- _Data for processing_:

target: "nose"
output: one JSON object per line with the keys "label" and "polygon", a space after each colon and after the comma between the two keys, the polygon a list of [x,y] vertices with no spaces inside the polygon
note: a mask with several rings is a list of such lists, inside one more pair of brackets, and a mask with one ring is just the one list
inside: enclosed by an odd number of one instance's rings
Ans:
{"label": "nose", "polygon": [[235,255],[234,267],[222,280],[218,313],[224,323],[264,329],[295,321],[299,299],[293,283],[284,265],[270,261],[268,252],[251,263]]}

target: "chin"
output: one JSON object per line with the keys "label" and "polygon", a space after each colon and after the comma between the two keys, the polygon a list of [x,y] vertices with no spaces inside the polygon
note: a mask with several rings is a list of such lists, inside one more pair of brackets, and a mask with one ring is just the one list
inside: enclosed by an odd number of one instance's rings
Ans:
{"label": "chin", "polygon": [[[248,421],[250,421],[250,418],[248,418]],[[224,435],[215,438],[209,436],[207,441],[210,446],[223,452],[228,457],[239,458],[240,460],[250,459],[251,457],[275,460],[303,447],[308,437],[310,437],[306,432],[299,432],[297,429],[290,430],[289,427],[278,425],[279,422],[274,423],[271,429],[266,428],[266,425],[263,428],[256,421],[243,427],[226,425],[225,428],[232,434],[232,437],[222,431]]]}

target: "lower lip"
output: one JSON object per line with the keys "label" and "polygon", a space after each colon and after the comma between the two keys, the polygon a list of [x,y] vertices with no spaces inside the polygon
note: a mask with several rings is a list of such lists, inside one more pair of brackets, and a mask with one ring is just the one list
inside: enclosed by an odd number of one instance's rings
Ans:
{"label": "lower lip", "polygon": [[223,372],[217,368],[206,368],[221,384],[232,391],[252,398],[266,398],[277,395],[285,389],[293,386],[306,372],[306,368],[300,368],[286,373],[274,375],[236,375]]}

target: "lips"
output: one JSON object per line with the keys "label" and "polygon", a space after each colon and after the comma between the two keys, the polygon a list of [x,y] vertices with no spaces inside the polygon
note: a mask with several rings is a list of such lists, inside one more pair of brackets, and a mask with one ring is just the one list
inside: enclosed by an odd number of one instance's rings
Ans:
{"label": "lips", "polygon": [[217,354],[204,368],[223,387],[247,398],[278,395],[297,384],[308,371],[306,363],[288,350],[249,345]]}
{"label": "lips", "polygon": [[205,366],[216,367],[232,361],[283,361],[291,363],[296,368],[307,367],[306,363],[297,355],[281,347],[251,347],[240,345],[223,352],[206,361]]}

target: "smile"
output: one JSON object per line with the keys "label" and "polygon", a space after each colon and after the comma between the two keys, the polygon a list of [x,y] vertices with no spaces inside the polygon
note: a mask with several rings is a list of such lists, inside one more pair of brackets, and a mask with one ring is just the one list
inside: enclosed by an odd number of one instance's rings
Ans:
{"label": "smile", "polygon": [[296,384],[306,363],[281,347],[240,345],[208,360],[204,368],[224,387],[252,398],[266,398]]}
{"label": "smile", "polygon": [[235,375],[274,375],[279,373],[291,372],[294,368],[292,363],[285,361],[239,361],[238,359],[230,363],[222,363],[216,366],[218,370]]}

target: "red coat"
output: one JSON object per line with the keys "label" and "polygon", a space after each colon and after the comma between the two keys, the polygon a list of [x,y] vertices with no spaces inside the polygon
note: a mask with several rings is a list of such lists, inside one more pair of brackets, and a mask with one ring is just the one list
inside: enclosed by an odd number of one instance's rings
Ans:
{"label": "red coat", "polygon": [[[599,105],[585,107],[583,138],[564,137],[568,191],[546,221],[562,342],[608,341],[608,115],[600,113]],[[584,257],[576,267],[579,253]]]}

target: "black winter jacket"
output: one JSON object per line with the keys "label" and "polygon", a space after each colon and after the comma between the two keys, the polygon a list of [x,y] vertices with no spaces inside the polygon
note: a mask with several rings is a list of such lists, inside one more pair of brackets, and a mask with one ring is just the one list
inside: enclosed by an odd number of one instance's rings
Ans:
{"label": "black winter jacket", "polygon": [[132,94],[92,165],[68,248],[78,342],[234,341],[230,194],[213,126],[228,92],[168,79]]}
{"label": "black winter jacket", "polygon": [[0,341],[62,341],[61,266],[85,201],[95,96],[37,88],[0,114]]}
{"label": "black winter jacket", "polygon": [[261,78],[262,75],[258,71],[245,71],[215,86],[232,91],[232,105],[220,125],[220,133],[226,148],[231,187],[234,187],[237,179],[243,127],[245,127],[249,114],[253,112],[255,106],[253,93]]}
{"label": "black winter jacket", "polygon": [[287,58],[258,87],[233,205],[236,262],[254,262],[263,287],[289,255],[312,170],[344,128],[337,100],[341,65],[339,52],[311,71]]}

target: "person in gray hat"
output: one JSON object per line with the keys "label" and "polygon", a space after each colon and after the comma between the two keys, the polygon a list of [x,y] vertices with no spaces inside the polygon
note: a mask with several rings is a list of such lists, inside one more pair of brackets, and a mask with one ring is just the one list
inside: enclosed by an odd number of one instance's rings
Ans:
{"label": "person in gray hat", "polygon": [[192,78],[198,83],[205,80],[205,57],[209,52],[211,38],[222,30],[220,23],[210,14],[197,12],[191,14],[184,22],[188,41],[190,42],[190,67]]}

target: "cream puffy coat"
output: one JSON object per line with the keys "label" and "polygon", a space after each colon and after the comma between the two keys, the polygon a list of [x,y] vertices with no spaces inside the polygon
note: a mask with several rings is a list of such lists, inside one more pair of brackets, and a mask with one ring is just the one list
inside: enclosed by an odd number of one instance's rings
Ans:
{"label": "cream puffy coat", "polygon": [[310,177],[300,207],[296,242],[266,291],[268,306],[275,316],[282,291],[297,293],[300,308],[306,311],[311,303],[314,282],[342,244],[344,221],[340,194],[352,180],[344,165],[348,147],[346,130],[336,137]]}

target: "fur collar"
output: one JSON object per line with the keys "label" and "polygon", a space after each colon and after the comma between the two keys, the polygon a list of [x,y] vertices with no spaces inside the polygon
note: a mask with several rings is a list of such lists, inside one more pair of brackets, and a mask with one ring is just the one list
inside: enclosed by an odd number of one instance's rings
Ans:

- _Work order_: Copy every line of the material above in which the word "target" appears.

- _Output for this task_:
target: "nose"
target: "chin"
target: "lower lip"
target: "lips"
target: "smile"
target: "red coat"
target: "black winter jacket"
target: "person in gray hat"
target: "cream puffy coat"
target: "fur collar"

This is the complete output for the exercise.